** start of Input **

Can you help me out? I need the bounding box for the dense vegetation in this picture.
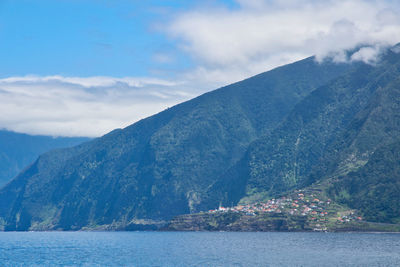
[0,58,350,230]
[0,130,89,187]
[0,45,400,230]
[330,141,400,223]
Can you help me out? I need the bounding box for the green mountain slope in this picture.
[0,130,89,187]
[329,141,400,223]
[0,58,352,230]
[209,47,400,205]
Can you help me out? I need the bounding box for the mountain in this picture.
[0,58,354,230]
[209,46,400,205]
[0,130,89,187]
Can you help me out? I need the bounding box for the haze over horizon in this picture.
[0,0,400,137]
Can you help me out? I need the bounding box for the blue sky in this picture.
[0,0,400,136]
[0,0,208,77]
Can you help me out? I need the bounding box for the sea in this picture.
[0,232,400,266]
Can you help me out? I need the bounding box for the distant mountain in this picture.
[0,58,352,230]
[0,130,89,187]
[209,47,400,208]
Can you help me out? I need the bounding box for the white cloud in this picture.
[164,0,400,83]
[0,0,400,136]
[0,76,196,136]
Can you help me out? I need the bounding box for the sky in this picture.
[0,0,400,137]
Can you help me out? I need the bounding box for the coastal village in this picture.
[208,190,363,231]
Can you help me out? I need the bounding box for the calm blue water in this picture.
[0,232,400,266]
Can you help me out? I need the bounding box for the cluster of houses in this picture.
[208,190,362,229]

** end of Input **
** start of Input **

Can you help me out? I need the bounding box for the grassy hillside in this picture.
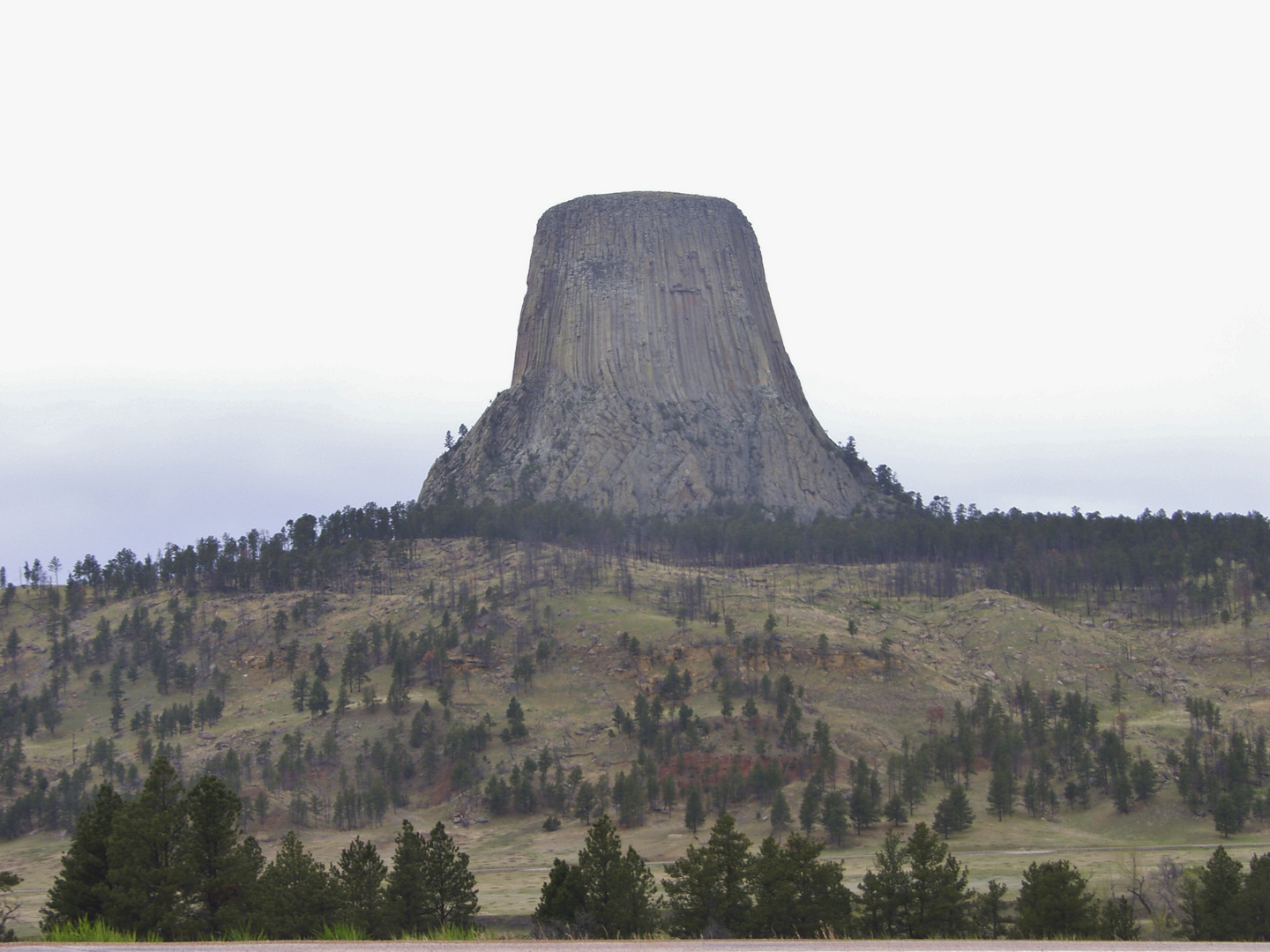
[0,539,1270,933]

** end of Input **
** start of Input **

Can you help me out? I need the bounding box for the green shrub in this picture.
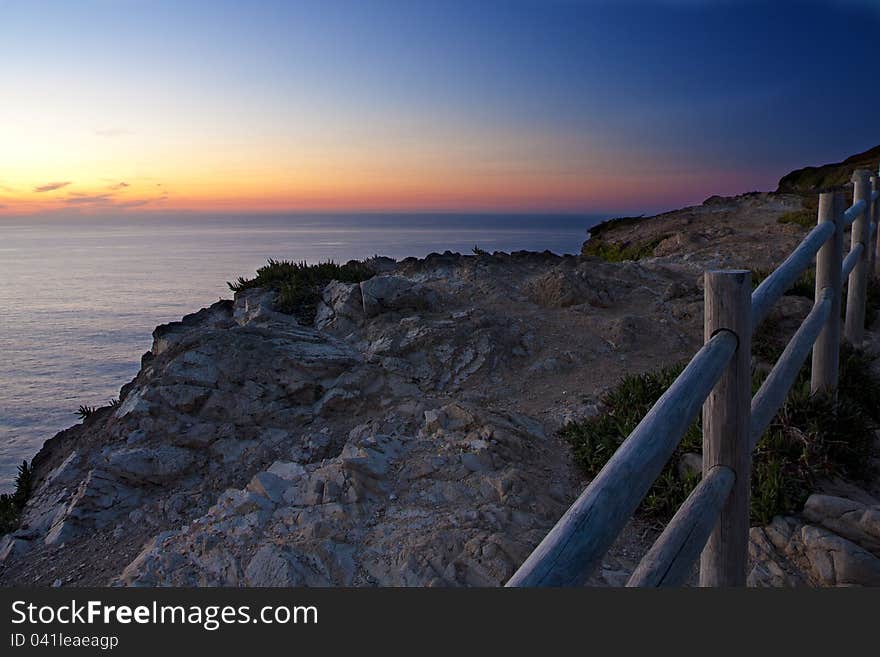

** end of Input **

*Exercise goal*. Copy the records above word for word, starting at the line that contains "vegetation in this picture." and ending after the line that contains "[209,47,400,205]". Leave out any pictures.

*Task solution*.
Can you help me out? I need the bounding box for the dense vegetation in this picture.
[0,58,350,230]
[0,130,89,187]
[0,45,400,230]
[330,141,400,223]
Can you help me out? I need the bounding box for the green mountain slope in this picture.
[0,130,89,187]
[329,141,400,223]
[0,58,352,230]
[209,47,400,205]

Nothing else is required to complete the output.